■ Source:
—————

You can see the Postgres failure in this build

The real culprit is pluck, which for an association that goes through a join table, creates a query that tries to pluck attributes that are not both in the SELECT DISTINCT and ORDER BY clauses as required by Postgres.

ActiveRecord::StatementInvalid: PG::InvalidColumnReference: ERROR: for SELECT DISTINCT, ORDER BY expressions must appear in select list LINE 1: ... "developers_projects"."project_id" = $1 ORDER BY developers... ^ : SELECT DISTINCT "developers"."id", "developers"."updated_at" FROM "developers" INNER JOIN "developers_projects" ON "developers"."id" = "developers_projects"."developer_id" WHERE "developers_projects"."project_id" = $1 ORDER BY developers.name desc, developers.id desc

To be honest, I have no idea how to pluck what I need without always executing the entire query without pluck.

Any ideas?

—————

■ Data section:
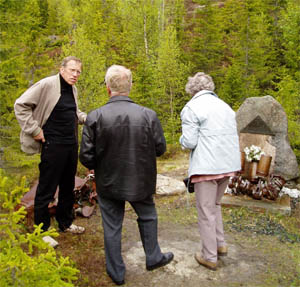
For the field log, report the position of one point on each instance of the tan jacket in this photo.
(34, 107)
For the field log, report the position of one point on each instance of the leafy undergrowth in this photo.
(273, 235)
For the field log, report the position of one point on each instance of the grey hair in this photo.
(66, 60)
(199, 82)
(118, 79)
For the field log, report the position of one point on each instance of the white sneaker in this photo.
(75, 229)
(48, 239)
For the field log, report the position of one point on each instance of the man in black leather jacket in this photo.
(120, 142)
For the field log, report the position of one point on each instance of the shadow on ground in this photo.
(263, 248)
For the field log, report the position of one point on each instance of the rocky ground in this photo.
(263, 248)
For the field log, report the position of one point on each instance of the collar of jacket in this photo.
(203, 92)
(119, 98)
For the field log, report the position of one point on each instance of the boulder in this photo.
(262, 121)
(168, 186)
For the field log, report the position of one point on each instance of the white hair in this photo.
(199, 82)
(118, 79)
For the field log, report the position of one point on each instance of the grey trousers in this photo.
(112, 212)
(208, 202)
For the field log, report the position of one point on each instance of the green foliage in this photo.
(25, 259)
(250, 48)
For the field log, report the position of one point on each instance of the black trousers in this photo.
(57, 169)
(112, 212)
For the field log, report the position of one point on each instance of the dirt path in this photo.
(262, 252)
(248, 263)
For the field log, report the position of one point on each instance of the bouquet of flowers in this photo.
(253, 153)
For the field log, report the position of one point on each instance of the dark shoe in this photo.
(167, 258)
(205, 263)
(222, 251)
(119, 282)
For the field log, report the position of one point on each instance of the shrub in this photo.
(25, 259)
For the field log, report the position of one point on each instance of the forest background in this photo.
(251, 48)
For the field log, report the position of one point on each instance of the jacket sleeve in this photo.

—————

■ Requests:
A: From the post about the Postgres pluck failure, print the passage that begins with the words "You can see" and ends after the words "required by Postgres.".
B: According to the error message in the post about the Postgres pluck failure, where must ORDER BY expressions appear for SELECT DISTINCT?

■ Outputs by task:
A:
You can see the Postgres failure in this build

The real culprit is pluck, which for an association that goes through a join table, creates a query that tries to pluck attributes that are not both in the SELECT DISTINCT and ORDER BY clauses as required by Postgres.

B: In the select list.